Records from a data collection
** Begin **

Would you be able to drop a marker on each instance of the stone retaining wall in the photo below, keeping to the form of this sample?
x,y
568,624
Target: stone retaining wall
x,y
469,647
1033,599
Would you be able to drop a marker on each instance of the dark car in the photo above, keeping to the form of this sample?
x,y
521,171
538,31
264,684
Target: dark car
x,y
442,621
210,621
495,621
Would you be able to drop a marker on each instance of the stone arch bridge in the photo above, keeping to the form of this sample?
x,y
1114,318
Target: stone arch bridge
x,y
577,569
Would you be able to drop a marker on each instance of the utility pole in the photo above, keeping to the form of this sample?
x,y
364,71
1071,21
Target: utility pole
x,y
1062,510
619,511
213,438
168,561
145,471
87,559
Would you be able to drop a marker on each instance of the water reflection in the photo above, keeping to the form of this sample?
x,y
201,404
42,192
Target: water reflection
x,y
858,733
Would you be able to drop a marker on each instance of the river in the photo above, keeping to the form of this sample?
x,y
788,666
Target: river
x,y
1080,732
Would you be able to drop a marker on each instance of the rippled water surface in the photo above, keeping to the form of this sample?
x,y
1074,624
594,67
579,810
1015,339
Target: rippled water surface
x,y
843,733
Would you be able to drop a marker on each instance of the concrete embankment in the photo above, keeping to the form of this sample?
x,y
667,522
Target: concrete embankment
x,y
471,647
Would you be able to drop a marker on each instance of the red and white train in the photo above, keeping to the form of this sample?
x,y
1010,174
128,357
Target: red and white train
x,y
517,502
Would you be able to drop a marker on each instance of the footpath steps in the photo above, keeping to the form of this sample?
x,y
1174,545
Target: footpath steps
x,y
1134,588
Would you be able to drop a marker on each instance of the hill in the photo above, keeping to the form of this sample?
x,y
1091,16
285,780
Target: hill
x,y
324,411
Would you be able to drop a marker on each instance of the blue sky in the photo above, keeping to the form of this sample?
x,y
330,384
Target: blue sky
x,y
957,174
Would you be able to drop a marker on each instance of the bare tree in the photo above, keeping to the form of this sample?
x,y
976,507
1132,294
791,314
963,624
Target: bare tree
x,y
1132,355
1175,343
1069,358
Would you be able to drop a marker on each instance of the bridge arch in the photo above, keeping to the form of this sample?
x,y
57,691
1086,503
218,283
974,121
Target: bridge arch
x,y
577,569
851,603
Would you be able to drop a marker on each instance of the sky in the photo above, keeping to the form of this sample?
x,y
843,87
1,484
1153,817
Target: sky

** End **

Stated problem: Rewrite the data from the line containing "of the rippled" through the end of the data, both ends included, with the requests unchanged. Multiply every coordinate in the answers by 2.2 and round each result to a whole number, rounding halves up, but leave the numbers in the requests and their format samples as they are.

The completed task:
Would you be able to drop a marker on each instance of the rippled water surface in the photo above, keeping to the form of this sample?
x,y
1074,624
594,67
579,810
1015,339
Target: rippled water surface
x,y
1855,1613
Would you be able to drop a marker on each instance of the concrete embankment in the photo above, keeping to the form of this sample?
x,y
667,522
Target: concrete embankment
x,y
1036,1423
Would you be able to drop a marker on each instance of the red and white train in the photo above, keeping to the form of this sample?
x,y
1010,174
128,357
Target: red and white train
x,y
1137,1104
Would you be able to drop a marker on each instance of the footpath steps in the photo above, keeping to the form of this sample?
x,y
1174,545
Target: footpath steps
x,y
2495,1294
Would you be able to drop a marker on each instance of the hill in the photo above, keeping to the form of this sample?
x,y
1091,16
285,780
Target: hill
x,y
713,904
Would you be able to drop a marker on each instance of the blue sky in the photo above, keeping to the form of this sample?
x,y
330,384
Target: blue sky
x,y
2105,383
Would you be able to drop a marker on each instance of the bare tree in the photo above, keeping to the form of this sample?
x,y
976,507
1132,294
791,314
963,624
Target: bare tree
x,y
2490,781
2585,755
2352,788
Would you be able to drop a marker on each instance of the bridge arch in the photo above, keeping to the form of this sample?
x,y
57,691
1086,503
218,283
974,121
Target: bridge arch
x,y
1269,1252
1872,1327
Would you be able to drop a marker on each instance of the sky in the photo above, keeping to the form of this sample?
x,y
843,87
1,484
1153,817
Target: sky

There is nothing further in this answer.